▸ **What this task involves**
Repeat exactly the lines that run from the one containing "of the woman's" to the end of the data, and leave out all others.

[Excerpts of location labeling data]
_ _ _ _ _ _ _
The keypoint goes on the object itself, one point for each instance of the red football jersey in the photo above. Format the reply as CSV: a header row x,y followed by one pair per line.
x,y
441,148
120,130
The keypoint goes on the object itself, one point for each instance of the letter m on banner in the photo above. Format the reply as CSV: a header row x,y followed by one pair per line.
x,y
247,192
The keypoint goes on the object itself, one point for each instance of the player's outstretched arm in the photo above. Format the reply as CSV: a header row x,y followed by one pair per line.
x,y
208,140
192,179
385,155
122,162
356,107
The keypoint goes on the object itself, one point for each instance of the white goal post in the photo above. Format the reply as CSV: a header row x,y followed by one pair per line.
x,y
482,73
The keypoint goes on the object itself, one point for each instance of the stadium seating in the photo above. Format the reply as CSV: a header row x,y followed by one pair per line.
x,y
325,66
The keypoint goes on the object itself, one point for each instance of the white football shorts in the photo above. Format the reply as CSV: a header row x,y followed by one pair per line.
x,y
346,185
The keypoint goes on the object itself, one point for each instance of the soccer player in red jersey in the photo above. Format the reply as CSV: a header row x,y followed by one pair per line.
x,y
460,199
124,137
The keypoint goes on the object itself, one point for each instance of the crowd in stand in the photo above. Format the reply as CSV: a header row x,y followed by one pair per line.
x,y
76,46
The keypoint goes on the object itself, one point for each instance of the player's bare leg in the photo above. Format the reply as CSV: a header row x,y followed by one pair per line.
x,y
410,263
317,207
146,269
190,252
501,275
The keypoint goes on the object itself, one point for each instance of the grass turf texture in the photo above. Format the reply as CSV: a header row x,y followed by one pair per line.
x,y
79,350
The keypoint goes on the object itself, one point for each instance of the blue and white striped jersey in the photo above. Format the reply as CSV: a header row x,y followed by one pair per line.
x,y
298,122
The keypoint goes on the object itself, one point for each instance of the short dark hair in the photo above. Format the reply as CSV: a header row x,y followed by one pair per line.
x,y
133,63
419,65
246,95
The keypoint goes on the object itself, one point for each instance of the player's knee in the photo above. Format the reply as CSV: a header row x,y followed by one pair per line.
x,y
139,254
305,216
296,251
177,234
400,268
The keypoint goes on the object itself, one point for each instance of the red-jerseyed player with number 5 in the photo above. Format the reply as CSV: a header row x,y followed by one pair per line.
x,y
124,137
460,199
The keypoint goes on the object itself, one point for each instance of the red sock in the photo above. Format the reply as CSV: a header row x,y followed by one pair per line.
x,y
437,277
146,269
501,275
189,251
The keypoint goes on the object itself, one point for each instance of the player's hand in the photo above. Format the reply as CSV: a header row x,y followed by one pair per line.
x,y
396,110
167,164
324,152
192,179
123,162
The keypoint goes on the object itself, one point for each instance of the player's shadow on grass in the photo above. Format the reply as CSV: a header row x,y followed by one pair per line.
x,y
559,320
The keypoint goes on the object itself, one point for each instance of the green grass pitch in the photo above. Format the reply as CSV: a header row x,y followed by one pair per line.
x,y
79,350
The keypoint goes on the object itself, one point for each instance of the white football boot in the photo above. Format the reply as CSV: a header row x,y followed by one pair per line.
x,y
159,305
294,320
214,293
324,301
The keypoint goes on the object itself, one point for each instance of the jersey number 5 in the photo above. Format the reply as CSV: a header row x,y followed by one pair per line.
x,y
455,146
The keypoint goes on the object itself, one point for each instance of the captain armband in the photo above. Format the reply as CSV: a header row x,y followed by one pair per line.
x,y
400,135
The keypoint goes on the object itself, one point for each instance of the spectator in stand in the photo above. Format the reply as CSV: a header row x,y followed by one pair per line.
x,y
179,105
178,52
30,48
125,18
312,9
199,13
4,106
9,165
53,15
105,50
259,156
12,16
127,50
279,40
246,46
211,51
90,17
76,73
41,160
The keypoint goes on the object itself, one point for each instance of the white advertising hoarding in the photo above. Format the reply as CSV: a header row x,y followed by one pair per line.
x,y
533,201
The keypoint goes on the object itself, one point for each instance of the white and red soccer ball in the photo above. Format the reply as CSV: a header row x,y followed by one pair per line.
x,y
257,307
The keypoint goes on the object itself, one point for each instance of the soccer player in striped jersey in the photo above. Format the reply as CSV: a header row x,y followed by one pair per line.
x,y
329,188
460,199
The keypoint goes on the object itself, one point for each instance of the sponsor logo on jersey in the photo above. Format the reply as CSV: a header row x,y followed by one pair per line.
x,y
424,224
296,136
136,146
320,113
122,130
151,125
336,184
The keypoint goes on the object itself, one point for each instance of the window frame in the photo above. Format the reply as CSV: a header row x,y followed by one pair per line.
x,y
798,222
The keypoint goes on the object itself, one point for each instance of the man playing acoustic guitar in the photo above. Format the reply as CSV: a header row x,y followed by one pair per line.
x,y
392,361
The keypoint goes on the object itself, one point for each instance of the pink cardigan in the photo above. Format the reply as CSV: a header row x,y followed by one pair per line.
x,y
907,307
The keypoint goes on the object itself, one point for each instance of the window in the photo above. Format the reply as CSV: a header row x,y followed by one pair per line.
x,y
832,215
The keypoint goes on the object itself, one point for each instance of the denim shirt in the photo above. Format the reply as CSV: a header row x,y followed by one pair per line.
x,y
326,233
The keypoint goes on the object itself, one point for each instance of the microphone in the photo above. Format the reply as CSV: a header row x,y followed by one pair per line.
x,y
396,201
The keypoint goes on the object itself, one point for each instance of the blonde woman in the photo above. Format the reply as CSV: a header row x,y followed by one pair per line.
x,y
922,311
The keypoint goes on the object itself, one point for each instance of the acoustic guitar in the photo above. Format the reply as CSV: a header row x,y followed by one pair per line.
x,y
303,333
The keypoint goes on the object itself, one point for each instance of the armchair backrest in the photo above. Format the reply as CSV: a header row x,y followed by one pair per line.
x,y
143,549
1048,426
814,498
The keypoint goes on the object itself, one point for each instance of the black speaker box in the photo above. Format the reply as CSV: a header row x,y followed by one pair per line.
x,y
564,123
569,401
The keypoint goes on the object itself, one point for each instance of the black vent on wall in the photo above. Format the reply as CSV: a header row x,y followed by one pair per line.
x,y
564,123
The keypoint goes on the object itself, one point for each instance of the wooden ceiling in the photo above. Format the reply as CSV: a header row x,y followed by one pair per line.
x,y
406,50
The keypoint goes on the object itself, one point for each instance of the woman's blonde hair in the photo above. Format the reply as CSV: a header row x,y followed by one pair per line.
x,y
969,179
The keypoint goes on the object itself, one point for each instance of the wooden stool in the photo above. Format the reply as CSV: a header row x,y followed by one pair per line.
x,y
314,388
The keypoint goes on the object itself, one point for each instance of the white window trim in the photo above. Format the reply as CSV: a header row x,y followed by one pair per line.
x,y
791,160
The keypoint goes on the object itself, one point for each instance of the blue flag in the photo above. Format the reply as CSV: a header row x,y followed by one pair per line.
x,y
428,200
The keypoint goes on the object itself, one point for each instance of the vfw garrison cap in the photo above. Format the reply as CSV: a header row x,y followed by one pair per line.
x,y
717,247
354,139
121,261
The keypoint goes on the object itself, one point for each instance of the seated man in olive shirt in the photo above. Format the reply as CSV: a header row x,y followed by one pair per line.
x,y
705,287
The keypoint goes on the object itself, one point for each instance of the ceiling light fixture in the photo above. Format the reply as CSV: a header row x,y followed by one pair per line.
_ _ _ _ _ _ _
▸ **Written answer**
The keypoint goes on the object itself, one point for each instance of the woman's blonde hair in the photo above. Format the reply as CSV: a header row x,y followed by one pair per line.
x,y
969,179
The keypoint goes on the object itself, one point for each instance of the wooden stool in the photo above. Format the reply as CSV: a header row x,y followed by one pair per line.
x,y
314,388
The keypoint goes on the object itself, one point for each instance of the white window trim in the photo above. Format the reply as CSV: a header row x,y followed by one pair per line.
x,y
791,160
The keypoint goes on the object itself, one point for each instance of the blue flag in the photo above. Format the reply as CSV: a header row x,y followed by one pair per line.
x,y
428,200
The keypoint goes on the object itself, one point for each instance of the vfw garrison cap in the photo above. Format the reply as CSV: a header row x,y followed by one pair per line.
x,y
717,247
354,139
121,261
The keypoint goes on the object itself, one point for each instance of the seated man in olive shirt in the photo above. Format the reply as CSV: a header row x,y followed by one pair per line.
x,y
705,287
The keypoint goes on the object itself, one point for each instance of the ceiling light fixture in the photo above. Format the reply as CSV: a header row x,y followed by one pair per line.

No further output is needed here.